▸ Extrait du document
- - - - -

Monsieur le président, monsieur le ministre, mes chers collègues, la période historique a connu, sous des formes diverses mais de manière cyclique, des crises économiques et financières. Si l’on sort toujours d’une crise, la question est de savoir dans quel état. À cet égard, le souvenir des années trente a marqué l’ère moderne.
En 2008, la crise avait son origine dans les subprimes américains. C’était le temps – pourtant pas si lointain – où le remède présenté comme le gage efficace d’un retour rapide à la normale était la relance à tout va ; c’était le temps où faire exploser le déficit à 8 % du PIB, loin des 3 % imposés par Bruxelles, était considéré comme la thérapie idoine ; c’était le temps où le retour à la croissance devait forcément permettre de traiter le problème du déficit.
Les mois ont passé et, à l’instar d’un virus mutant, la crise a évolué, pris de nouvelles formes et frappé l’Europe de plein fouet, faisant apparaître les faiblesses structurelles de cette dernière aux yeux du monde, en particulier des pays émergents, dont certains font preuve d’une solidité financière et économique nouvelle.
L’Europe a été attaquée là où elle est faible. Quoi que l’on pense d’eux, les marchés financiers savent en effet depuis toujours que deux plus deux n’égalent jamais cinq. Ainsi, les pays de la zone euro, aux politiques économiques divergentes malgré leur monnaie unique, ont subi de plein fouet l’absence d’une politique financière et économique coordonnée, le premier domino à tomber – le plus faible – étant la Grèce.
En dépit des déclarations successives des gouvernements européens, la situation n’a fait qu’empirer. L’opinion, y voyant de l’impuissance de la part des pouvoirs publics, en fait très naturellement grief aux gouvernements, quelle que soit leur sensibilité. En tout cas, il ne saurait être bon pour le pays de faire une utilisation électorale de la crise.

- - - - -

(Entrées enregistrées)
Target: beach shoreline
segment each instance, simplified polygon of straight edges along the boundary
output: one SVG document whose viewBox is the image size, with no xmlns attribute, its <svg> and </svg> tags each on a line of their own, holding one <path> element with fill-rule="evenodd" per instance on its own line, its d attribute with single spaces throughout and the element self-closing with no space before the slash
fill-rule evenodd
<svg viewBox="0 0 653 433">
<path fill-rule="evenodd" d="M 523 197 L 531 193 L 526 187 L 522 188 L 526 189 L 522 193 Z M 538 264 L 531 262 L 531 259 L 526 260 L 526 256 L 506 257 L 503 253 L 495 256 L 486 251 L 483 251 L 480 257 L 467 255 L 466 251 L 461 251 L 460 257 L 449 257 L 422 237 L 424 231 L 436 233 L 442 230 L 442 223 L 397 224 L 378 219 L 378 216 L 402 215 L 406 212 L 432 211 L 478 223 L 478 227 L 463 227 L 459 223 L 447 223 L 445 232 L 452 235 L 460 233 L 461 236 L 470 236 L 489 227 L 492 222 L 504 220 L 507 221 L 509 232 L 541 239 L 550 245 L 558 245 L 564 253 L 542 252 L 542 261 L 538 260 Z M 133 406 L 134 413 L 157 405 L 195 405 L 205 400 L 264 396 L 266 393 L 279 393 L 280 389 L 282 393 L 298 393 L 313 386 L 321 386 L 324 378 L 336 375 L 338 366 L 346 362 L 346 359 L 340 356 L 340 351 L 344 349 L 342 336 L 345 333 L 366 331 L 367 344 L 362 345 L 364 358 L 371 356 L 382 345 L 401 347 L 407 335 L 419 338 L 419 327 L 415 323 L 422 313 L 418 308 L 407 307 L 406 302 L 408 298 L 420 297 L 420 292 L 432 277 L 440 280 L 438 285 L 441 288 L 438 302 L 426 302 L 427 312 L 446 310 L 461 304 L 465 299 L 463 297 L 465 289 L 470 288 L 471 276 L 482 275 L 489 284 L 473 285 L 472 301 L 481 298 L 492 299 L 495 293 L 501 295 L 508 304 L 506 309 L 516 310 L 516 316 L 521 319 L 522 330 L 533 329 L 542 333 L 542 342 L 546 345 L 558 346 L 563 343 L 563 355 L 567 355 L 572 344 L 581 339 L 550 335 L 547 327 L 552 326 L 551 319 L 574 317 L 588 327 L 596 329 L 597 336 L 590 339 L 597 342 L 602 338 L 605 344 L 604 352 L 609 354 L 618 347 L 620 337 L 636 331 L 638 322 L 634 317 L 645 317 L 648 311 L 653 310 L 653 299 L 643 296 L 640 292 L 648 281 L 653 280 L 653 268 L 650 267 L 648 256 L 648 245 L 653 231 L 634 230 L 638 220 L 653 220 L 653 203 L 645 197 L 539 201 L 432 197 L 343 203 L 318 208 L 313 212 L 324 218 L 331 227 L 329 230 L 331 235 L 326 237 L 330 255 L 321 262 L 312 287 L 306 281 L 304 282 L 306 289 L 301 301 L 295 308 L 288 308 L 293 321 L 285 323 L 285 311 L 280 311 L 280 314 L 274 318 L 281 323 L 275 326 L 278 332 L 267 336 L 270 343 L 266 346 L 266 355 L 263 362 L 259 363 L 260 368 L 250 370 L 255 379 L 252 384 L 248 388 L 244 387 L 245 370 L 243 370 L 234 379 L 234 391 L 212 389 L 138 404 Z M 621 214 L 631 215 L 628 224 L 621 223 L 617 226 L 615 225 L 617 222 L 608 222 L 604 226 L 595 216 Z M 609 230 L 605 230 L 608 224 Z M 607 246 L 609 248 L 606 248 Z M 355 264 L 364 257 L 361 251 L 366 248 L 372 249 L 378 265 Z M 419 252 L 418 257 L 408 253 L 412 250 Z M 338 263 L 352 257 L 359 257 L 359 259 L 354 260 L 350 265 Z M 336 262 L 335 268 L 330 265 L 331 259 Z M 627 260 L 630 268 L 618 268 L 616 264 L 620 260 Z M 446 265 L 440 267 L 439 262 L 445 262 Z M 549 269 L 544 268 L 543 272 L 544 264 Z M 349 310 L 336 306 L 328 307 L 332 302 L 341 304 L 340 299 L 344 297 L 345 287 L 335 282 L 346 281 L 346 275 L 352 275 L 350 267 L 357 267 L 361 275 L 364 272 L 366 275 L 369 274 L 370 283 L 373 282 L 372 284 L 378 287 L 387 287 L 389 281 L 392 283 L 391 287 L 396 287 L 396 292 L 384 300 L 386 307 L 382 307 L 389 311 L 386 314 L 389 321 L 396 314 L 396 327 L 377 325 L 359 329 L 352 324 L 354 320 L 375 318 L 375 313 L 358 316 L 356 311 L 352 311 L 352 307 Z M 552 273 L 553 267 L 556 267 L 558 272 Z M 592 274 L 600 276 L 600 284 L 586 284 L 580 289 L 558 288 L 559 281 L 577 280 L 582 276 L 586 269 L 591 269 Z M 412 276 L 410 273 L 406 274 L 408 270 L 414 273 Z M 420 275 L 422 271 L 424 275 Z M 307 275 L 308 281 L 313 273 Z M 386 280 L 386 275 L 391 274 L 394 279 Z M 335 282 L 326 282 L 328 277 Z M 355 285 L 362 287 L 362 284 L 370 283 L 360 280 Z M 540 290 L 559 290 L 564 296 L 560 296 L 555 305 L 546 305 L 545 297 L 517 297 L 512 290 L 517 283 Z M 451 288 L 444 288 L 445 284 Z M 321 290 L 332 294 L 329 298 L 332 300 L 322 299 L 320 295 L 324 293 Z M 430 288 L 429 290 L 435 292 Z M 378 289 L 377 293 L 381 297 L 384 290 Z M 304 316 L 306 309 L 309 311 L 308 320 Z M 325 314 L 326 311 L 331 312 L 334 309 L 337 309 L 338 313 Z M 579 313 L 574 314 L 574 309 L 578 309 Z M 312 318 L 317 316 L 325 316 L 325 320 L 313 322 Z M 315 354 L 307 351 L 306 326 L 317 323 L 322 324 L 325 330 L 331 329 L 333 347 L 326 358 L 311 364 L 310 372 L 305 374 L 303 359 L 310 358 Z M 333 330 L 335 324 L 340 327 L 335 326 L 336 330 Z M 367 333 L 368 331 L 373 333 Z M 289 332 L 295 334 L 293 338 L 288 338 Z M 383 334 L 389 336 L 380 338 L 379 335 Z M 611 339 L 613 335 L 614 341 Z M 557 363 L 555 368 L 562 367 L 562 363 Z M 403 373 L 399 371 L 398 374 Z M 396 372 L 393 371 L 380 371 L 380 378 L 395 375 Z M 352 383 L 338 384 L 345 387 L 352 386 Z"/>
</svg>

- - - - -

▸ Énoncé A
Recopiez le passage du discours sur la crise économique qui va de « L’Europe a été » jusqu'à « de la crise. ».
▸ Énoncé B
Prolongez le discours sur la crise économique à partir de sa dernière phrase.

▸ Corrigé A
L’Europe a été attaquée là où elle est faible. Quoi que l’on pense d’eux, les marchés financiers savent en effet depuis toujours que deux plus deux n’égalent jamais cinq. Ainsi, les pays de la zone euro, aux politiques économiques divergentes malgré leur monnaie unique, ont subi de plein fouet l’absence d’une politique financière et économique coordonnée, le premier domino à tomber – le plus faible – étant la Grèce.
En dépit des déclarations successives des gouvernements européens, la situation n’a fait qu’empirer. L’opinion, y voyant de l’impuissance de la part des pouvoirs publics, en fait très naturellement grief aux gouvernements, quelle que soit leur sensibilité. En tout cas, il ne saurait être bon pour le pays de faire une utilisation électorale de la crise.

▸ Corrigé B
Ce propos me conduit naturellement aux conséquences de la réunion du G20 à Cannes.
La bouteille est-elle à moitié vide ou à moitié pleine ? Quelques jours seulement après la fin du sommet, nous manquons encore de recul. Néanmoins, nous pouvons sereinement considérer que, pour nombre d’observateurs, le bilan est au mieux mitigé, et c’est un euphémisme. Les secousses perdurent, voire prennent de l’ampleur en Grèce et en Italie. Le G20 n’a rassuré personne.
Le gouverneur de la Banque de France a déclaré, il y a trois jours, que « la solution passe par la réparation des finances publiques des pays de la zone euro ». Nous savons que c’est exact, mais que cela ne résout pas tous les problèmes à court terme. Et comment oublier qu’il y a encore peu votre ligne politique consistait à ne point augmenter la pression fiscale et à rejeter catégoriquement le mot « rigueur », même lorsque le Premier ministre relevait lui-même l’état catastrophique de nos finances ?
Le G20 se caractérise par l’annonce tardive de mesures qui auraient été sensiblement plus efficaces voilà dix-huit mois. Beaucoup relèvent encore de l’effet d’annonce : je pense notamment à la taxation des transactions financières, si souvent renvoyée par le Gouvernement aux calendes grecques – sans mauvais jeu de mots –, y compris dans cet hémicycle.
Reconnaissez par ailleurs que la lutte contre les paradis fiscaux n’avance que très lentement.
Nous souhaitions une intervention beaucoup plus massive de l’Union européenne sur le dossier grec. À cet égard, nous déplorons que vous ayez renoncé à proposer la solution des eurobonds, pourtant acceptée par les autorités européennes.
Je l’affirme : les ressources disponibles du Fonds européen de stabilité financière sont encore insuffisantes face aux 3 400 milliards de dollars de dette des pays les plus menacés. J’affirme également que, s’agissant de la valeur de l’euro et de la correction des déséquilibres économiques mondiaux, nous pouvons considérer que la réforme du système monétaire international n’a pas vraiment avancé.
Certes, monsieur le ministre, l’exercice est très difficile. Nous sommes d’ailleurs conscients de l’ampleur de la tâche qui est la vôtre. Il mérite les efforts de tous, au-delà des différences de sensibilités.
Toutefois, la façon dont notre pays a été dirigé ces dernières années, sur le plan économique comme sur le plan financier, a rendu cet exercice encore plus difficile. La responsabilité incombe naturellement et légitimement à ceux qui exercent le pouvoir : c’est la règle de la démocratie ; vous n’y échapperez pas !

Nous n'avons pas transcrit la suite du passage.